- **PROBLEM DETAILS**: Render everything from the start of the entries down to and including the line that contains "(1229, 692)" as a Markdown table with the columns No. and Text, one row per line and no rows for blank lines. Omit the pictures.

Start RECORD EXTRACTS

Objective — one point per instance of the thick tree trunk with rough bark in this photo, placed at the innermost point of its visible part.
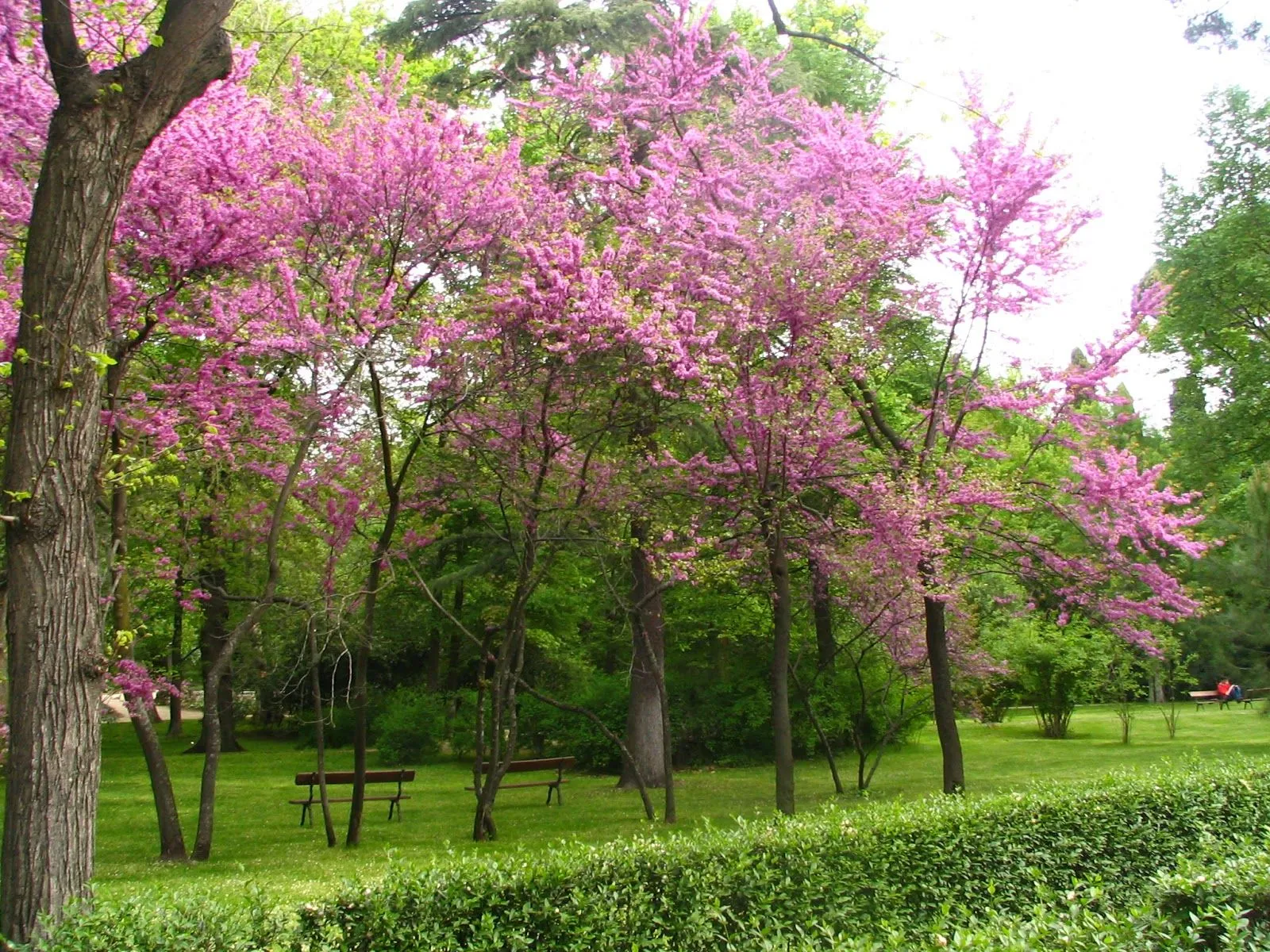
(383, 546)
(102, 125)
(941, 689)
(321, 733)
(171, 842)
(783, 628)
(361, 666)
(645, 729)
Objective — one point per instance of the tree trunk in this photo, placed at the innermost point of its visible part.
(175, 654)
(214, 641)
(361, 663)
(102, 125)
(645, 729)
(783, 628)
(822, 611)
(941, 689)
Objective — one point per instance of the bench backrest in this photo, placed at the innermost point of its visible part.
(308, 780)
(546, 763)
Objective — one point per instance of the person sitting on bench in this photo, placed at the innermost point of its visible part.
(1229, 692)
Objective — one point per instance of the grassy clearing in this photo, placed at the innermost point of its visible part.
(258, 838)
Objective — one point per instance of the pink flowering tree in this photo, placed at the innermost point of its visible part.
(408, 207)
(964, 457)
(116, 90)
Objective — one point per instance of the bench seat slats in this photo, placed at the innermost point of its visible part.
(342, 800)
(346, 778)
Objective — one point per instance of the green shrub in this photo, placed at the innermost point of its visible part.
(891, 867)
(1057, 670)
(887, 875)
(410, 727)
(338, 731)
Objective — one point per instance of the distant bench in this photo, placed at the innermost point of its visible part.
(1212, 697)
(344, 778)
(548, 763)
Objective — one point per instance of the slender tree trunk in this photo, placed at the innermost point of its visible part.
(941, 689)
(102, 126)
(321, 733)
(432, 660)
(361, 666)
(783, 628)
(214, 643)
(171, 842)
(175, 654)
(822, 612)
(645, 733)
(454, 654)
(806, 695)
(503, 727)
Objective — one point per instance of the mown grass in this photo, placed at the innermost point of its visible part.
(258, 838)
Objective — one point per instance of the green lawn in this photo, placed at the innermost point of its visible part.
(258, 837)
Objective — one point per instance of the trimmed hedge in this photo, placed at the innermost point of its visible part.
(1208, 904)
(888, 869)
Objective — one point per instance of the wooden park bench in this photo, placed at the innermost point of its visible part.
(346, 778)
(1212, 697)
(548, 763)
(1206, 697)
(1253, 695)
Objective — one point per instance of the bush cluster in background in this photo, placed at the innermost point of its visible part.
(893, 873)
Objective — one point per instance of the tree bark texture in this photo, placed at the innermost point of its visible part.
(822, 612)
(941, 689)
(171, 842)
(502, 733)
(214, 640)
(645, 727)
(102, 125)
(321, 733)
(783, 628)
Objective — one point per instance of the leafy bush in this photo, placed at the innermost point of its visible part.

End RECORD EXTRACTS

- **THE COMPLETED TASK**:
| No. | Text |
|---|---|
| 1 | Objective — one point per instance of the thick tree trunk with rough bark in this photo, placed at the innermost point of its visible part. |
| 2 | (383, 546) |
| 3 | (102, 125) |
| 4 | (941, 689) |
| 5 | (321, 733) |
| 6 | (171, 842) |
| 7 | (783, 628) |
| 8 | (361, 666) |
| 9 | (645, 729) |
| 10 | Objective — one point per instance of the tree trunk in this photo, placed at the innermost point of its visible part. |
| 11 | (175, 654) |
| 12 | (214, 641) |
| 13 | (361, 663) |
| 14 | (102, 125) |
| 15 | (645, 729) |
| 16 | (783, 628) |
| 17 | (822, 611) |
| 18 | (941, 689) |
| 19 | Objective — one point per instance of the bench backrest in this photo, placed at the innermost point of its visible part. |
| 20 | (308, 780) |
| 21 | (546, 763) |
| 22 | Objective — one point per instance of the person sitting on bench in this photo, placed at the innermost point of its visible part. |
| 23 | (1229, 692) |